▸ **Raw data**:
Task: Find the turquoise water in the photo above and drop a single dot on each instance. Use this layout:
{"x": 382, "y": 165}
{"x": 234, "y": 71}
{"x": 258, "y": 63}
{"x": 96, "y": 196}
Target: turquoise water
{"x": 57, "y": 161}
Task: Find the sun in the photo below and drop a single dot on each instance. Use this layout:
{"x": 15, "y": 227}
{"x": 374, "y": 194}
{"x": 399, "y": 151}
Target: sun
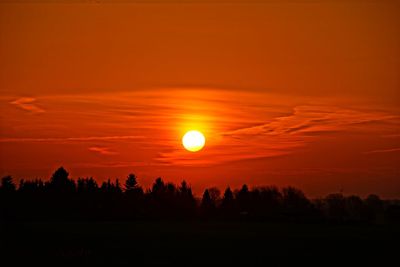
{"x": 193, "y": 141}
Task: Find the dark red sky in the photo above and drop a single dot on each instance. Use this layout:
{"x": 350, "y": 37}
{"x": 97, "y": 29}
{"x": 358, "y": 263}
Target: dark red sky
{"x": 286, "y": 92}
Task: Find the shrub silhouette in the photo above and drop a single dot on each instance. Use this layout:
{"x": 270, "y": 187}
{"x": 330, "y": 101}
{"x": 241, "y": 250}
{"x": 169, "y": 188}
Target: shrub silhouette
{"x": 63, "y": 198}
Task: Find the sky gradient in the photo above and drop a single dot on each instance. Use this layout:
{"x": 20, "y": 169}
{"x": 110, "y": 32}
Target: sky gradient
{"x": 302, "y": 93}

▸ **Task description**:
Give the lines of the material as a Markdown table with columns n and Line, starting at the line that contains "Task: Find the sky" and ending at the end of the material. Leave out blank lines.

▸ **Solution below**:
| n | Line |
|---|---|
| 1 | Task: Find the sky gradient in the photo above and drop a single dot on each instance. Use this layout: |
| 2 | {"x": 20, "y": 169} |
| 3 | {"x": 110, "y": 32} |
| 4 | Target: sky gradient |
| 5 | {"x": 302, "y": 93} |